§ **Source text**:

↓↓↓

Both Wednesday Journal and Pioneer Press printed paid advertisements in their early July issues entitled “Swift Injustice,” subtitled “When arbitrary discipline didn’t silence nurse Laura Buenrostro, West Sub hospital management eliminated her job.”
My family and I have been connected to West Suburban Medical Center since the early 1980s. We, friends and community members have used the hospital for our needs, emergency and non-emergency. At no time have I, my family or any other community members with whom I have spoken, ever complained of poor, inadequate or uncaring service. Yet, the American Federation of State, County and Municipal Employees (AFSCME) Council 31 – the union that has campaigned for the past seven years to organize the Resurrection Health Care system – has consistently and persistently characterized West Sub as uncaring, unqualified and unaccredited.
It has picketed meetings of local organizations, which have no affiliation with West Sub. But, unfortunately, the organization had a member who was a part of West Sub’s leadership. It has hired non-union or unaffiliated persons to picket the hospital. It has spread lies about West Sub’s quality of care at places like the farmers’ market. AFSCME has used such pressure to circumvent an election of employees to its union, instead making life difficult (unbearable) for hospital senior staff in the hope that management would cave and give the unionization of its employees to AFSCME. Any rational person would have to question such tactics.

↑↑↑

§ **Data records**:
↓↓↓

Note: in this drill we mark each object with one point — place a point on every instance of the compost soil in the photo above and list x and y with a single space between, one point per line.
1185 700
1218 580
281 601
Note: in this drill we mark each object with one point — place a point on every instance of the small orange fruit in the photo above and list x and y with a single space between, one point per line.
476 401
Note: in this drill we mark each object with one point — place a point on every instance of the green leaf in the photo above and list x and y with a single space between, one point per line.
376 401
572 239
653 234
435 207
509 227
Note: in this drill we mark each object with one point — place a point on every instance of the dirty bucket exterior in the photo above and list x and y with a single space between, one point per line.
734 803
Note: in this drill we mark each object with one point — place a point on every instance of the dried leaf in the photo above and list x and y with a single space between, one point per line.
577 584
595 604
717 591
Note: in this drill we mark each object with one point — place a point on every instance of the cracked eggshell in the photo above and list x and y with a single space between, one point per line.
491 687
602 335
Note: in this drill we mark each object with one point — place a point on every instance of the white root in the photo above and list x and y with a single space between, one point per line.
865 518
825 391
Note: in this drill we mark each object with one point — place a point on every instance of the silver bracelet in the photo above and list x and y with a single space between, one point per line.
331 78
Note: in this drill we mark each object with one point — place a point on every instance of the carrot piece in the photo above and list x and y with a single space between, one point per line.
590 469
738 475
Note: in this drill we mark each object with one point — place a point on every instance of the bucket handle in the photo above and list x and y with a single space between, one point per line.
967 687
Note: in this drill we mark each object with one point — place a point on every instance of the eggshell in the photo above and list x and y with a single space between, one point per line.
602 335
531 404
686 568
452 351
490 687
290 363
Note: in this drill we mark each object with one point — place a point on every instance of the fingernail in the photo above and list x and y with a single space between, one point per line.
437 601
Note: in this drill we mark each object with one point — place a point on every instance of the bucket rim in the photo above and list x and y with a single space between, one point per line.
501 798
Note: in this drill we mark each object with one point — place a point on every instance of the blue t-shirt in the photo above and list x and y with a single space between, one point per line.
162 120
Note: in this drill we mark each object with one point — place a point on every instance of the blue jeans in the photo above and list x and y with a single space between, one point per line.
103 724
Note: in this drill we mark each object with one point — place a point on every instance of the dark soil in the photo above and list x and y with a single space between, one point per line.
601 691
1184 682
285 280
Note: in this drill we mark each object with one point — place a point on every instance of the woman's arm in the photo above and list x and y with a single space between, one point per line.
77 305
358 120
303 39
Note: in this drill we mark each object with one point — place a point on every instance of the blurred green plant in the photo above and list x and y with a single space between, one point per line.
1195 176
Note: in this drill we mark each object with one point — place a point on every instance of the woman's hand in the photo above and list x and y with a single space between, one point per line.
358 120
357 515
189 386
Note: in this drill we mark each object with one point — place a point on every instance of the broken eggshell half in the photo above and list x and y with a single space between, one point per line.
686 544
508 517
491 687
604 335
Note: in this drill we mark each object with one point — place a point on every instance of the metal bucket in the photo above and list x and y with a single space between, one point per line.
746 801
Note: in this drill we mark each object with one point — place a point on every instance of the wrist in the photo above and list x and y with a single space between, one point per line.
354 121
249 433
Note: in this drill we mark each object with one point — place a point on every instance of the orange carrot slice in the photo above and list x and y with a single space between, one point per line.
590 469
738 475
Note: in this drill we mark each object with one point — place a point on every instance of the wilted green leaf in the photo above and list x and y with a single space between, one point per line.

↑↑↑

§ **Work to complete**:
1/ In the letter about West Suburban Medical Center, since when have the writer and the writer's family been connected to the hospital?
2/ Decide whether each statement agrees with the letter about West Suburban Medical Center. Answer yes or no, and quote the deciding words from the letter.
(a) The "Swift Injustice" advertisements ran in early July issues.
(b) AFSCME Council 31 has campaigned for ten years to organize the Resurrection Health Care system.
(c) AFSCME hired only its own union members to picket the hospital.
3/ Write out the stretch of the letter about West Suburban Medical Center from "It has picketed" through "question such tactics.".

§ **Task-by-task answers**:
1/ Since the early 1980s.

2/
(a) Yes: "printed paid advertisements in their early July issues"
(b) No: "the union that has campaigned for the past seven years to organize the Resurrection Health Care system"
(c) No: "It has hired non-union or unaffiliated persons to picket the hospital."

3/
It has picketed meetings of local organizations, which have no affiliation with West Sub. But, unfortunately, the organization had a member who was a part of West Sub’s leadership. It has hired non-union or unaffiliated persons to picket the hospital. It has spread lies about West Sub’s quality of care at places like the farmers’ market. AFSCME has used such pressure to circumvent an election of employees to its union, instead making life difficult (unbearable) for hospital senior staff in the hope that management would cave and give the unionization of its employees to AFSCME. Any rational person would have to question such tactics.